## EXERCISE DETAILS
Scale every point coordinate by 2.55 and round each result to a whole number, with halves rounding up. Rewrite only the lines from the one containing "Target: broken window" through the one containing "Target: debris-covered floor", both included, and leave all other text in them unchanged.

## INPUT RECORDS
----
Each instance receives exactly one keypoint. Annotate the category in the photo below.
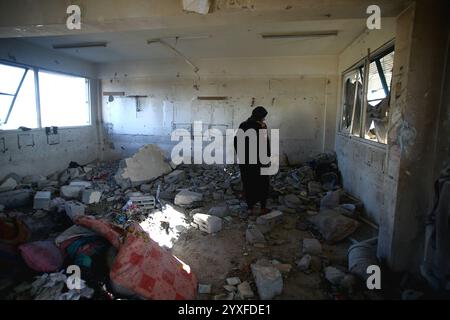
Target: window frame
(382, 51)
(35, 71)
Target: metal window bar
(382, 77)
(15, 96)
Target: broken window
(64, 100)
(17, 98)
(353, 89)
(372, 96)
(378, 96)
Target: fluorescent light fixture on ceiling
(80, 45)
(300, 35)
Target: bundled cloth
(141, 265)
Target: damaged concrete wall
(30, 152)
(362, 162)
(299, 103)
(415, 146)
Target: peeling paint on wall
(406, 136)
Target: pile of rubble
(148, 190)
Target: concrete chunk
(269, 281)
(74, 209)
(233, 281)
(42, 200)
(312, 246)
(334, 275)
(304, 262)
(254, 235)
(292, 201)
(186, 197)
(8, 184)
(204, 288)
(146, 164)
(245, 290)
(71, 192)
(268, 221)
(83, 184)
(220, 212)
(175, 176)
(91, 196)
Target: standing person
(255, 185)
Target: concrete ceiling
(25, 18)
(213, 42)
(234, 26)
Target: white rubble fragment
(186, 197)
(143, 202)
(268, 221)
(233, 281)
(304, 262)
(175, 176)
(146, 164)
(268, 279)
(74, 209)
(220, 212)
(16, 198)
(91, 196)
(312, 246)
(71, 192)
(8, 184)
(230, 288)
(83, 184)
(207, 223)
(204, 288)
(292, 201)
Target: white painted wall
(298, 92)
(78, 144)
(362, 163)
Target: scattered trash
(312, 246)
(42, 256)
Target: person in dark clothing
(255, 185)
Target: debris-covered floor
----
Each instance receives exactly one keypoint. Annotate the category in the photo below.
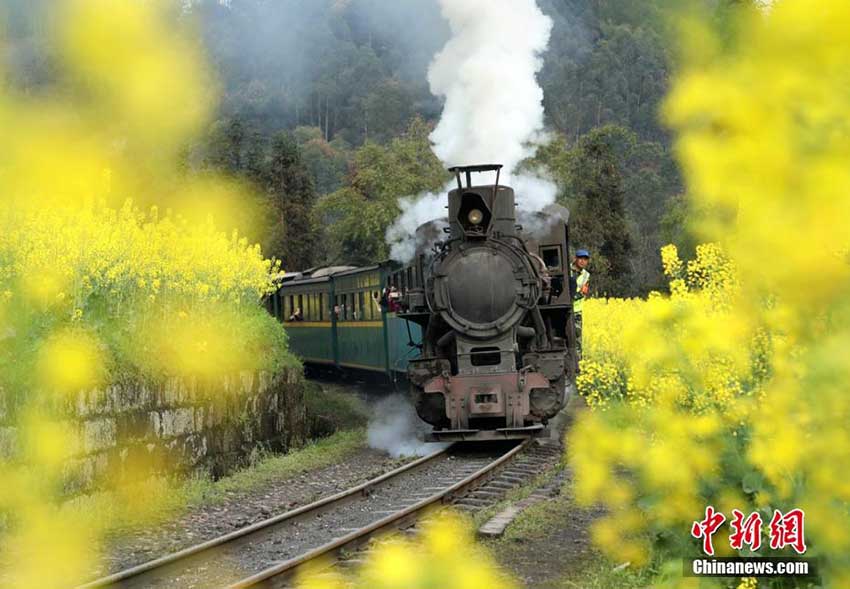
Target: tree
----
## EXERCISE RESULT
Target: broken window
(163, 255)
(43, 250)
(900, 227)
(949, 245)
(964, 245)
Target: fluorescent light fixture on ceiling
(204, 115)
(765, 89)
Target: bundled cloth
(360, 676)
Target: damaged concrete wall
(77, 388)
(923, 413)
(762, 263)
(1058, 372)
Target: peeling paint on wall
(1035, 347)
Target: pile of rubble
(377, 485)
Target: concrete chunk
(686, 717)
(189, 533)
(594, 717)
(107, 510)
(796, 627)
(852, 701)
(775, 668)
(648, 599)
(745, 513)
(474, 502)
(20, 469)
(520, 734)
(372, 418)
(625, 740)
(181, 490)
(683, 564)
(212, 469)
(561, 541)
(446, 449)
(232, 500)
Target: standing person
(650, 472)
Target: concrete ceiling
(64, 46)
(543, 107)
(597, 66)
Target: white rubble fragment
(474, 502)
(365, 515)
(683, 564)
(594, 717)
(775, 668)
(446, 449)
(372, 418)
(683, 711)
(189, 533)
(561, 541)
(41, 505)
(232, 500)
(796, 627)
(181, 490)
(20, 469)
(587, 734)
(212, 469)
(528, 569)
(520, 734)
(745, 513)
Target: white painted wall
(760, 235)
(199, 367)
(923, 416)
Target: scattered trash
(796, 627)
(107, 653)
Target: person in dark clothing
(650, 472)
Target: debris-covered floor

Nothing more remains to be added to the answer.